Exercise brief: Convert every line of the entries below into a Markdown table with the columns "No." and "Line," numbering each row and leaving out any blank lines.

— start of Data in this exercise —

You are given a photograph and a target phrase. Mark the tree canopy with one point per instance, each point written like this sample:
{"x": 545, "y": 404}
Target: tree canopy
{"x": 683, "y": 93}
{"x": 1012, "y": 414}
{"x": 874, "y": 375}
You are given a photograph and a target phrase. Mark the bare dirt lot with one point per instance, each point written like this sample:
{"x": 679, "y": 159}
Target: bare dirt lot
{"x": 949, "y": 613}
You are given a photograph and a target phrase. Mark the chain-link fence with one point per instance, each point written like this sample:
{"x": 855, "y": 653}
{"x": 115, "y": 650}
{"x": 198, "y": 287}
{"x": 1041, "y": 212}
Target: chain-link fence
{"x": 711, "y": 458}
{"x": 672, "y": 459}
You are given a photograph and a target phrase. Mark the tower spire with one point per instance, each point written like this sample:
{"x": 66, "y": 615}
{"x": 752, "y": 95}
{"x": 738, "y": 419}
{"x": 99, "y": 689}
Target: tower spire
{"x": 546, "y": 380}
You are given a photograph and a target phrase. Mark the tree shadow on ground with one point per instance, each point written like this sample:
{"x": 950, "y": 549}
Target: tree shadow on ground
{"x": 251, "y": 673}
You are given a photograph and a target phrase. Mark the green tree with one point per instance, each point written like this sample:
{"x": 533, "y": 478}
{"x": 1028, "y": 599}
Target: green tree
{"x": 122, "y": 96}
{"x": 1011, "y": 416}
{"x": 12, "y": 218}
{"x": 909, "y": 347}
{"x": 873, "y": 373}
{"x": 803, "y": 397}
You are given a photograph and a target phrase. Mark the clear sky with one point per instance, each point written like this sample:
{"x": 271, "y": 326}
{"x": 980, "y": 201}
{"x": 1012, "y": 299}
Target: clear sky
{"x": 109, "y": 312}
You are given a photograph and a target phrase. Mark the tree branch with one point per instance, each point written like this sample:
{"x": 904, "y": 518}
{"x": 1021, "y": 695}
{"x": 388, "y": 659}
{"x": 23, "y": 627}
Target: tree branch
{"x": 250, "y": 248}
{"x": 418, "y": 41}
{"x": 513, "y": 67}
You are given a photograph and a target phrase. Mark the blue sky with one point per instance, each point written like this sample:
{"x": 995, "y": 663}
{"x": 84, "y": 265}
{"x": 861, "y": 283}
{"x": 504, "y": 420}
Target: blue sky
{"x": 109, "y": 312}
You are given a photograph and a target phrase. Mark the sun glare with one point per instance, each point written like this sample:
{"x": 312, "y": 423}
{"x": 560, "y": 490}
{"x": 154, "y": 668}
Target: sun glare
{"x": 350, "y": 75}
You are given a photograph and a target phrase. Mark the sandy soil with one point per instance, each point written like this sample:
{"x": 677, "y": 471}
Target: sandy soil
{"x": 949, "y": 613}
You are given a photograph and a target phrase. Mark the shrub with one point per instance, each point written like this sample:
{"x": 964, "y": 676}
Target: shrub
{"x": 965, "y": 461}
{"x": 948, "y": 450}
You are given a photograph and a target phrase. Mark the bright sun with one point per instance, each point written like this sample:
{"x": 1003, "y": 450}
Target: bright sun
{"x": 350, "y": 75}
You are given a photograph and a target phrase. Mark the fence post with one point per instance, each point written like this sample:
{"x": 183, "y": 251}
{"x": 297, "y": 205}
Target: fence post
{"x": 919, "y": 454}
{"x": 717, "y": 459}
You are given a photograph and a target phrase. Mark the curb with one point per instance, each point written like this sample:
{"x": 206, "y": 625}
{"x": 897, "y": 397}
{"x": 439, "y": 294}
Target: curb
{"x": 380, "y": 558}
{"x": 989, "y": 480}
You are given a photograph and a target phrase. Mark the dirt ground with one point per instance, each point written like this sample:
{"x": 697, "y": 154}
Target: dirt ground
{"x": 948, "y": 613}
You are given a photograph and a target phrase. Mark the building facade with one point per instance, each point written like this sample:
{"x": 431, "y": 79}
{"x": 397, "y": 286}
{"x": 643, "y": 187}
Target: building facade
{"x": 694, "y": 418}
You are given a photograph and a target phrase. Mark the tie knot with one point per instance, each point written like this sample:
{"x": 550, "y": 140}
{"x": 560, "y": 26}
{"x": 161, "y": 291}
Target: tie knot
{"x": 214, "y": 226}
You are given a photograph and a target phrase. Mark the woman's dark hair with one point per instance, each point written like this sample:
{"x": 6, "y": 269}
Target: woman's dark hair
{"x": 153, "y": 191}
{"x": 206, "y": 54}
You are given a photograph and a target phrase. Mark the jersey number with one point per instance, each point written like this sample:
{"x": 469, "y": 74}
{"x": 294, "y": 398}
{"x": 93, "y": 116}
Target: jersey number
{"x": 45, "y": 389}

— end of Data in this exercise —

The solution:
| No. | Line |
|---|---|
| 1 | You are given a photograph and a target phrase. Mark the tree canopy with one point per instance, each point written like this sample: |
| 2 | {"x": 545, "y": 404} |
| 3 | Target: tree canopy |
| 4 | {"x": 683, "y": 93} |
| 5 | {"x": 1012, "y": 414} |
| 6 | {"x": 874, "y": 375} |
| 7 | You are given a photograph and a target phrase. Mark the bare dirt lot with one point per instance, each point written like this sample: |
| 8 | {"x": 679, "y": 159} |
| 9 | Target: bare dirt lot |
| 10 | {"x": 949, "y": 613} |
| 11 | You are given a photograph and a target phrase. Mark the chain-link fence with one point per instance, each point written like this sample: |
| 12 | {"x": 855, "y": 653} |
| 13 | {"x": 115, "y": 650} |
| 14 | {"x": 198, "y": 287} |
| 15 | {"x": 1041, "y": 212} |
| 16 | Target: chain-link fence |
| 17 | {"x": 711, "y": 458} |
| 18 | {"x": 672, "y": 459} |
| 19 | You are given a photograph and a target phrase. Mark the tower spire with one point per instance, each point written like this sample: |
| 20 | {"x": 66, "y": 615} |
| 21 | {"x": 752, "y": 95} |
| 22 | {"x": 738, "y": 419} |
| 23 | {"x": 99, "y": 689} |
| 24 | Target: tower spire |
| 25 | {"x": 546, "y": 380} |
| 26 | You are given a photograph and a target phrase. Mark the tree shadow on ground with one point per instance, each point written like this sample: |
| 27 | {"x": 950, "y": 549} |
| 28 | Target: tree shadow on ground |
| 29 | {"x": 251, "y": 673} |
| 30 | You are given a photograph and a target phrase. Mark the green tree with one point per instance, each point written like this sample: |
| 31 | {"x": 533, "y": 478} |
| 32 | {"x": 1028, "y": 599} |
| 33 | Target: green tree |
| 34 | {"x": 122, "y": 96} |
| 35 | {"x": 1011, "y": 416} |
| 36 | {"x": 12, "y": 218} |
| 37 | {"x": 909, "y": 347} |
| 38 | {"x": 873, "y": 373} |
| 39 | {"x": 803, "y": 397} |
| 40 | You are given a photograph and a target phrase. Mark the clear sky with one point per instance, each point written like this sample: |
| 41 | {"x": 271, "y": 326} |
| 42 | {"x": 980, "y": 201} |
| 43 | {"x": 1012, "y": 299} |
| 44 | Target: clear sky |
| 45 | {"x": 109, "y": 312} |
| 46 | You are given a photograph and a target phrase. Mark the tree branch with one point per instance, each point written like this sample: |
| 47 | {"x": 904, "y": 518} |
| 48 | {"x": 1021, "y": 695} |
| 49 | {"x": 388, "y": 659} |
| 50 | {"x": 23, "y": 627} |
| 51 | Target: tree branch |
| 52 | {"x": 250, "y": 248} |
| 53 | {"x": 418, "y": 41} |
| 54 | {"x": 513, "y": 67} |
| 55 | You are given a photograph and a target phrase. Mark the blue sky with one point per instance, each point written like this sample: |
| 56 | {"x": 995, "y": 663} |
| 57 | {"x": 84, "y": 265} |
| 58 | {"x": 861, "y": 283} |
| 59 | {"x": 504, "y": 420} |
| 60 | Target: blue sky |
| 61 | {"x": 109, "y": 312} |
| 62 | You are given a photograph and a target phrase. Mark the sun glare with one point per instance, each point written like this sample: |
| 63 | {"x": 312, "y": 423} |
| 64 | {"x": 560, "y": 490} |
| 65 | {"x": 154, "y": 668} |
| 66 | Target: sun glare |
| 67 | {"x": 350, "y": 75} |
| 68 | You are given a photograph and a target phrase. Mark the sandy soil with one point per instance, each point written like this sample: |
| 69 | {"x": 677, "y": 471} |
| 70 | Target: sandy soil |
| 71 | {"x": 949, "y": 613} |
| 72 | You are given a photograph and a target phrase. Mark the shrub with one point per instance, each point written like this sample: |
| 73 | {"x": 964, "y": 676} |
| 74 | Target: shrub |
| 75 | {"x": 965, "y": 461} |
| 76 | {"x": 948, "y": 450} |
| 77 | You are given a photograph and a target phrase. Mark the bright sun with one point per instance, each point written like this sample: |
| 78 | {"x": 1003, "y": 450} |
| 79 | Target: bright sun |
| 80 | {"x": 350, "y": 75} |
| 81 | You are given a photograph and a target phrase. Mark the fence post with one point per instance, each point written like this sample: |
| 82 | {"x": 183, "y": 251} |
| 83 | {"x": 297, "y": 205} |
| 84 | Target: fence post |
| 85 | {"x": 919, "y": 454} |
| 86 | {"x": 717, "y": 459} |
| 87 | You are given a photograph and a target phrase. Mark the curb with one point per instance, each point written like this sample: |
| 88 | {"x": 206, "y": 625} |
| 89 | {"x": 897, "y": 397} |
| 90 | {"x": 439, "y": 294} |
| 91 | Target: curb |
| 92 | {"x": 380, "y": 558} |
| 93 | {"x": 989, "y": 480} |
| 94 | You are given a photograph and a target phrase. Mark the dirt ground with one point per instance, each point written like this sample: |
| 95 | {"x": 697, "y": 154} |
| 96 | Target: dirt ground |
| 97 | {"x": 948, "y": 613} |
| 98 | You are given a photograph and a target phrase. Mark the building facade with one point per instance, each point written like this sample: |
| 99 | {"x": 431, "y": 79} |
| 100 | {"x": 397, "y": 286} |
| 101 | {"x": 643, "y": 187} |
| 102 | Target: building facade |
| 103 | {"x": 694, "y": 418} |
| 104 | You are given a photograph and a target phrase. Mark the tie knot with one point per instance, each point written like this sample: |
| 105 | {"x": 550, "y": 140} |
| 106 | {"x": 560, "y": 26} |
| 107 | {"x": 161, "y": 291} |
| 108 | Target: tie knot |
| 109 | {"x": 214, "y": 226} |
| 110 | You are given a photograph and a target phrase. Mark the woman's dark hair with one point per instance, each point written like this sample: |
| 111 | {"x": 6, "y": 269} |
| 112 | Target: woman's dark hair |
| 113 | {"x": 153, "y": 191} |
| 114 | {"x": 206, "y": 54} |
| 115 | You are given a photograph and a target phrase. Mark the jersey number with one point per instance, each point written like this sample: |
| 116 | {"x": 469, "y": 74} |
| 117 | {"x": 294, "y": 398} |
| 118 | {"x": 93, "y": 116} |
| 119 | Target: jersey number |
| 120 | {"x": 45, "y": 389} |